» Task prompt: From the text on food demand, return the passage that starts at the words "The next forty" and ends after "is to come.". Copy it word for word.

#### Document segment

The next forty years will be ones of great change. That may be amongst the most generic (some will say ‘globe’) statements you’ll even come across, but in the agri-business world, it's a particularly prescient summary of what is to come.
We all know that our population as a race has been increasing rapidly, it’s blared across to us in our classrooms, in our media, and in innovative ads for a particular 3G service. The rather logical extension of that thought is that a growing population needs to eat. What we eat, and how much we eat is closely related to what we can grow, how much we grow, and how many people can afford it. Amartya Sen’s Food Aggregate Demand theory, the one that won him a Nobel Prize in Economics, explained how even in times when the food supply is abundant, if people cannot afford food, artificial famine will ensue. Today we are seeing a sort of inverse of this theory taking hold; in a burgeoning middle class with a new found hunger for better food, and the money to demand it, we see a rise in the demand for more exotic foods such as Goji berries and Broccoli, as well as a newfound preference for better varieties of existing produce.

########
#### Recorded data

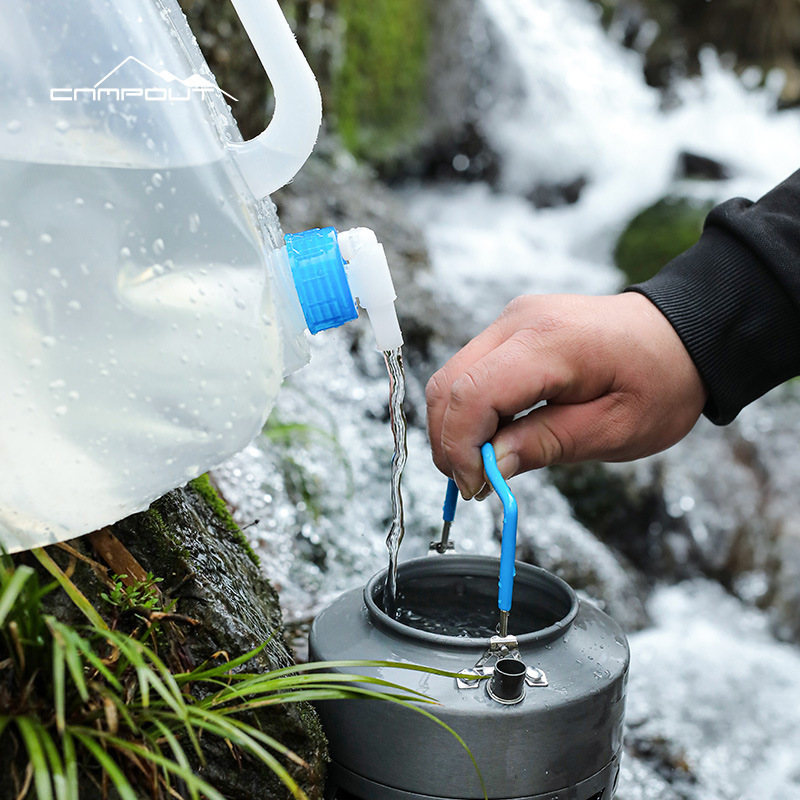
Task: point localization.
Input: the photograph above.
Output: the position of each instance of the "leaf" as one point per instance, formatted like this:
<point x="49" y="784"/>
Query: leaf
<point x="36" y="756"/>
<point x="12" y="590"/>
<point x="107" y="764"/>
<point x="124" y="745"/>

########
#### Recorded data

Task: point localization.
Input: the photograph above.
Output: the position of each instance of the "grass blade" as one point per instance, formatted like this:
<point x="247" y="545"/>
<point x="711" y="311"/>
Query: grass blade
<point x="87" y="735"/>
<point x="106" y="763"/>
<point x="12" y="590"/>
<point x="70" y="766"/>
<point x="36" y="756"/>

########

» Answer to this exercise:
The next forty years will be ones of great change. That may be amongst the most generic (some will say ‘globe’) statements you’ll even come across, but in the agri-business world, it's a particularly prescient summary of what is to come.